Challenge 1. Please rewrite the records from the line containing "Each instance of the clear" through the end of the records, substituting "overcast sky" for "clear blue sky" and leaving everything else unchanged.

Source text.
··········

An explicit path (./out, /data/out, ~/out) is used verbatim instead.

export = leaves as one file (in-memory, modest sizes). Materializes the full result in memory, then writes a single flat file; returns the written Path. The format comes from the extension (.csv / .parquet / .pq / .fits / .fit) or an explicit format=. This is the right tool for target lists, proposal tables, and paper tables.

export holds the whole result in RAM

Unlike save (which streams), export gathers every row before writing the single file. That's fine for a selective query, but scaling the same pipeline up to a full-sky sample can OOM your laptop. For large outputs use save (streaming, partitioned HATS) and read it back with acid.open(...).

save("out.csv") is a deliberate error (it points you at export); pass a trailing slash — save("out.csv/") — only if you genuinely want a HATS directory named out.csv. export never writes HATS — use save for that.

Writing to disk

A Result is already-materialized data — it has left the partitioned system — so its only file output is export, a single flat file:

r.export("out.parquet")    # -> single Parquet file
r.export("out.csv")        # -> single CSV
r.export("out.fits")       # -> single FITS binary table

export(path) infers the format from the extension (.parquet / .pq → parquet, .csv → csv, .fits / .fit → fits); pass format= explicitly to override. A missing or unrecognized extension raises ValidationErrorexport never writes HATS.

HATS output stays in the system — write it from a Catalog

There is no Result.save. A partitioned HATS catalog is written by the lazy, still-in-the-system handle, which streams it correctly (any size) and keeps its _healpix_29 spatial index: use Catalog.save(path, name="...") for the registered EDA pattern, or acid.sql.query(query, output="dir/") / acid query --output dir/ for the SQL surface. See Catalogs and the registry.

Quick sanity checks

You want Call
Row count r.num_rows or len(r)
Column names r.column_names
Schema (with types) r.schema
A single column (no copy) r.column("ra")
First 10 rows printed r.head(10).show()
First 10 rows as DataFrame r.head(10).to_pandas()

··········

Data lines.
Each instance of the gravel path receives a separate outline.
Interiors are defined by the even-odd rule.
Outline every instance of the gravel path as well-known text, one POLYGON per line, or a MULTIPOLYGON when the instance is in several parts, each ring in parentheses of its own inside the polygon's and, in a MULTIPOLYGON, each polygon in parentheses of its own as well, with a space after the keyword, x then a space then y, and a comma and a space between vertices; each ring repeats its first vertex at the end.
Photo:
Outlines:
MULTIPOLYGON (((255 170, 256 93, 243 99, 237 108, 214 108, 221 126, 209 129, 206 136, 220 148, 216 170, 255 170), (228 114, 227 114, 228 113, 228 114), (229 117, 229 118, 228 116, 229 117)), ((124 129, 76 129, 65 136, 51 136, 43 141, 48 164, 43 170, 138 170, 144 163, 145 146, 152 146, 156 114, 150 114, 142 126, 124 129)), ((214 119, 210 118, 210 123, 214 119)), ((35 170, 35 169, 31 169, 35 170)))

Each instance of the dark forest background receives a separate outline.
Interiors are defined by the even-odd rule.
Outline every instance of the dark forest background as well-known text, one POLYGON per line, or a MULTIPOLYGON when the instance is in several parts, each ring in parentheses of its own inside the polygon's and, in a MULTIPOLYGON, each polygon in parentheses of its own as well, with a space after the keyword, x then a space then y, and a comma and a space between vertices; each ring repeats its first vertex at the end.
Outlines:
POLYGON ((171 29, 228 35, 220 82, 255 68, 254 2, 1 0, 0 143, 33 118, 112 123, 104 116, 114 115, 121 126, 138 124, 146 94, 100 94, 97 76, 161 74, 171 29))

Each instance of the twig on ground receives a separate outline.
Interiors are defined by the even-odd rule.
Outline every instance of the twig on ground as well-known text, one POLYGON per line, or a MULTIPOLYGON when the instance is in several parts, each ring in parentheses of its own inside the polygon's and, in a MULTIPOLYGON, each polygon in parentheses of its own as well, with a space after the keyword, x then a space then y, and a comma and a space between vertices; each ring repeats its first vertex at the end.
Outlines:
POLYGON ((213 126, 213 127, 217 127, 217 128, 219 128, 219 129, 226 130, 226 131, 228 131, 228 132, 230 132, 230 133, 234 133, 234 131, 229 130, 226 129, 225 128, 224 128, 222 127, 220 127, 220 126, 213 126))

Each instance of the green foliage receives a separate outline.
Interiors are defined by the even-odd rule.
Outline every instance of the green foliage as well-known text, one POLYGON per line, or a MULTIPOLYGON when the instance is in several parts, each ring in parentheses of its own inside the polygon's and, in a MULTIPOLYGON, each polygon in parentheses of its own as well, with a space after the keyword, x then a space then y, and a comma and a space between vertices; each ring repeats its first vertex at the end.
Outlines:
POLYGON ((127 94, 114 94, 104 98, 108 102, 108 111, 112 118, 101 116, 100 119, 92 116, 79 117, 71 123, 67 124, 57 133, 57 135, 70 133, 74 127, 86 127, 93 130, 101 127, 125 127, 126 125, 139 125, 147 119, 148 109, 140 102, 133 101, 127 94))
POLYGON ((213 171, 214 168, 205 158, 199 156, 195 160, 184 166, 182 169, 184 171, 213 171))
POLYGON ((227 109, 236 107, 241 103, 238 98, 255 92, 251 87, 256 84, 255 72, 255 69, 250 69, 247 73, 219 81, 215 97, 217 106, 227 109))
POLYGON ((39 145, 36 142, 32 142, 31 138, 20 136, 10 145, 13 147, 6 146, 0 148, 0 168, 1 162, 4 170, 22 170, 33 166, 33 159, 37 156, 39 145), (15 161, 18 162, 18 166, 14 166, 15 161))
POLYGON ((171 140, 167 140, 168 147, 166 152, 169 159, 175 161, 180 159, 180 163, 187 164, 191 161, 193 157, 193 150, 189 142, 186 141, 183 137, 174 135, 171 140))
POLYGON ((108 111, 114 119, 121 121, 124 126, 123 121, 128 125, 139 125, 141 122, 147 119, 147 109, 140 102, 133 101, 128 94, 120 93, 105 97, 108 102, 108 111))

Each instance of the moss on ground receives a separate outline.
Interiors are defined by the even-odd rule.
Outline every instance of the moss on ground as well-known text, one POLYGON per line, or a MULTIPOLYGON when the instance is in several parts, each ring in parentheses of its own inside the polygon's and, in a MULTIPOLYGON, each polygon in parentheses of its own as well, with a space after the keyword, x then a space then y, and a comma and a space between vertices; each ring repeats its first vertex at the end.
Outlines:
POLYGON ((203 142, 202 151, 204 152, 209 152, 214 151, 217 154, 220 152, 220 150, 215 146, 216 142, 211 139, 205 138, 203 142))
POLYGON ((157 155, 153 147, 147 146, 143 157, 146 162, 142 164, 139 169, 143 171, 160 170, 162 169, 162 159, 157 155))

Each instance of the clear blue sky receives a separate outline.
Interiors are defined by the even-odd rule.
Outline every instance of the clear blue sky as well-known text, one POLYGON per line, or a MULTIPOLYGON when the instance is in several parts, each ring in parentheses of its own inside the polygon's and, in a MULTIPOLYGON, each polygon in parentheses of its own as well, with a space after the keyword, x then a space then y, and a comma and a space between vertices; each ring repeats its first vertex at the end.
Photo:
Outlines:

··········

Challenge 2.
Answer these from the documentation on writing results to disk:
(a) Which two file extensions does export map to the FITS format?
(b) What spatial index does a Catalog keep when it writes a partitioned HATS catalog?
(c) Which call returns the column names?

Correct output 1.
Each instance of the overcast sky receives a separate outline.
Interiors are defined by the even-odd rule.
Outline every instance of the overcast sky as well-known text, one POLYGON per line, or a MULTIPOLYGON when the instance is in several parts, each ring in parentheses of its own inside the polygon's and, in a MULTIPOLYGON, each polygon in parentheses of its own as well, with a space after the keyword, x then a space then y, and a comma and a space between vertices; each ring repeats its first vertex at the end.
Photo:
Outlines:

Correct output 2.
(a) .fits and .fit
(b) _healpix_29
(c) r.column_names